**Problem to solve**
Write the next part of the article on the Ghanaian herbal hospital that offers Traditional Chinese Medicine, picking up after its final sentence.

*** Document extract Section Begins ***

Twice every month, Miranda Sam, a 66-year-old Ghanaian, visited the China Traditional Herbal Hospital, a private herbal facility at Pokuase, a suburb of the Ghanaian capital, for treatment.
"I was squeezing lemons, and when I finished, I could not get up. I could not even move my legs, so I went to the hospital and did an X-ray examination, but they saw nothing. Meanwhile, I could not walk. I was in a wheelchair," the retired freight-forwarder said.
Sam decided to visit the herbal facility, where a second X-ray revealed that she was suffering from lumbar vertebrae spondylosis, a type of arthritis that affects the spine.
"I came to the clinic a month ago with a stagger like a toddler. They started treating me, and on two occasions, I had to do acupuncture, and I have found great relief. Now I walk unaided, so I keep coming for physiotherapy," she said.
Down the lobby was Adwoa Foriwaa, 60, who brought her ailing sister to the facility for treatment.
"This is our second visit in two weeks. My sister has a stroke with her limbs too heavy to move, and she could not speak audibly. But now, she has started walking without support," she said in Twi, the most common local language in Ghana.
In another therapy room were patients, male and female, lying on their beds, receiving acupuncture treatment with several needles piercing parts of their bodies. Others had cups pressed onto their bodies.
As Traditional Chinese Medicine (TCM) is gaining popularity in Ghana, many acupuncture clinics run by Chinese doctors pop up in the country. However, the China Traditional Herbal Hospital was established by 52-year old Ghanaian businessman Alex Bediako Mensah, after his fruitful encounter with the therapeutic effects of TCM, in 2012.
Mensah came to develop an interest in TCM. With the help of a Chinese lady, Bediako set up a small clinic specializing in TCM. Years on, the facility has subsequently grown into a bigger herbal hospital.
The hospital treats patients with a combination of local and Chinese herbal formulas. It supports this with the application of cupping, acupuncture, acupressure, massage, and physiotherapy.
Among others, it successfully treats cardiovascular diseases, strokes, malaria, numbness, arthritis, diabetes, hypertension, female reproductive health issues, ulcers, and osteopathic diseases.
Due to the prevalence of hypertension and diabetes, strokes account for 1.3 percent of all hospital admissions in Ghana, and 6.3 percent of all hospital deaths, according to available official national data. But the entrepreneur is confident that as more people with these conditions turn to the natural methods of healing, the pain and death rates would subside.

*** Document extract Section Ends ***
*** Supplied information Section Begins ***

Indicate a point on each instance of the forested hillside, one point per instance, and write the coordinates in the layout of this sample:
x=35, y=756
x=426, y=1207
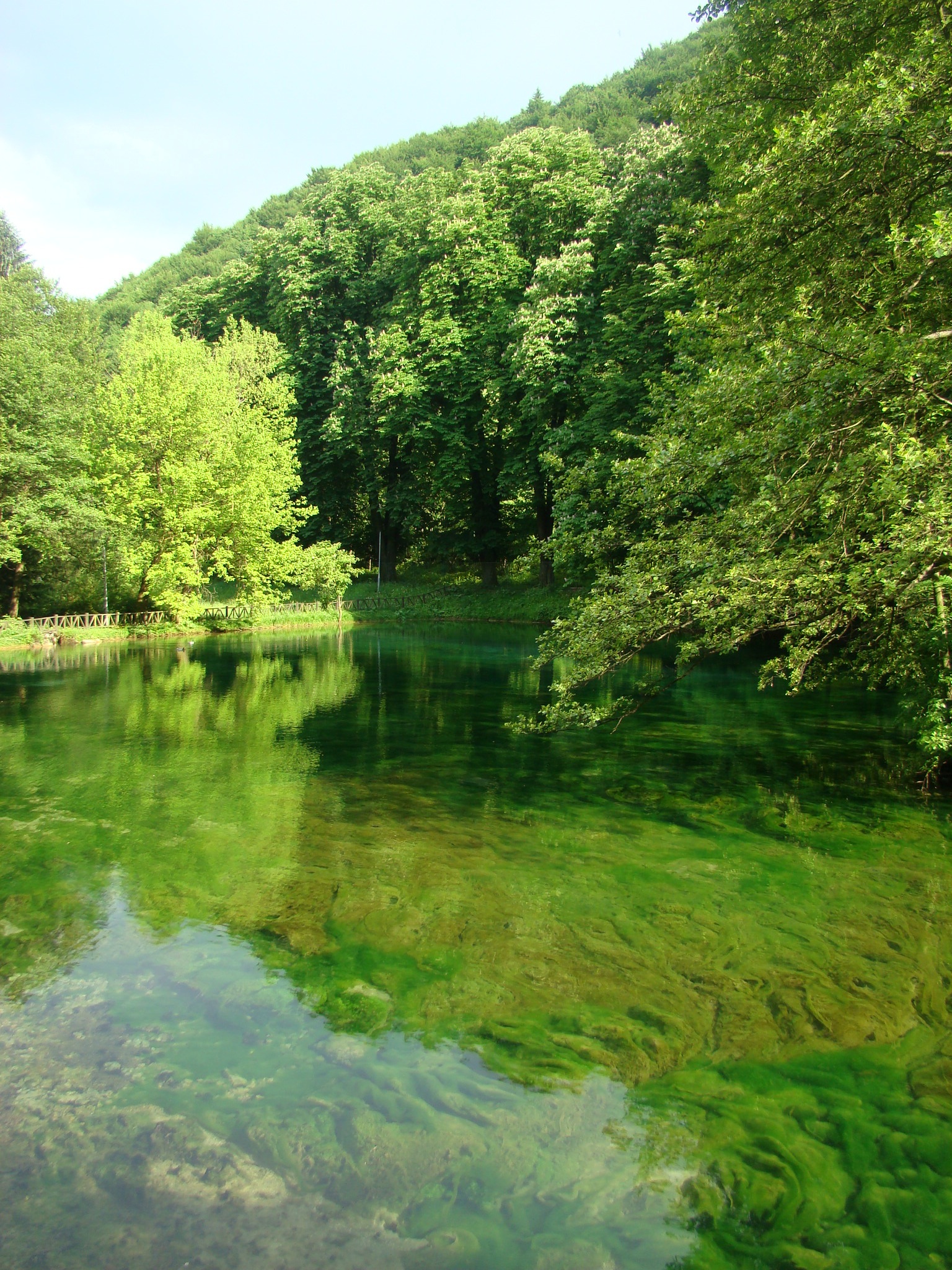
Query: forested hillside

*** Supplied information Section Ends ***

**Response to the task**
"A gentleman was brought here three weeks ago, who could not sit, stand, or walk. He was first taken through acupuncture. I observed him on camera 30 minutes later, squatting, standing, and walking. You come here with your pain but will leave with a smile. That is our hallmark," Bediako Mensah said.
The hospital gets its supply of Chinese medicines from Beijing Clinic in Accra, and the China Great Wall Clinic in the second-largest city of Kumasi." But, sometimes, I travel to China to buy what I need to serve our patients."
The hospital has employed six medical doctors, six nurses, two acupressure persons, and one acupuncturist. There are also three lab technicians, five massage therapists, and two pharmacists, in addition to the auxiliary staff.
They spend between 45 minutes and one hour on each patient, treating an average of 20 patients in a day. The hospital has started a second facility in the city of Ashaiman near the capital, with plans to open other branches across the country to meet the growing demand.
"I can assure you, the interest in Chinese medicine is growing. I brought 4,500 needles from China, but it was exhausted in three weeks," Seth Dennis Nkrumah, the hospital's acupuncturist, who had been trained in a Chinese university on TCM for almost 10 years.
"Ghanaians should embrace TCM, because, first, it is natural and safe, with no adverse side-effects; second, it is affordable, and patients, both affluent and less-privileged can access it," Nkrumah added.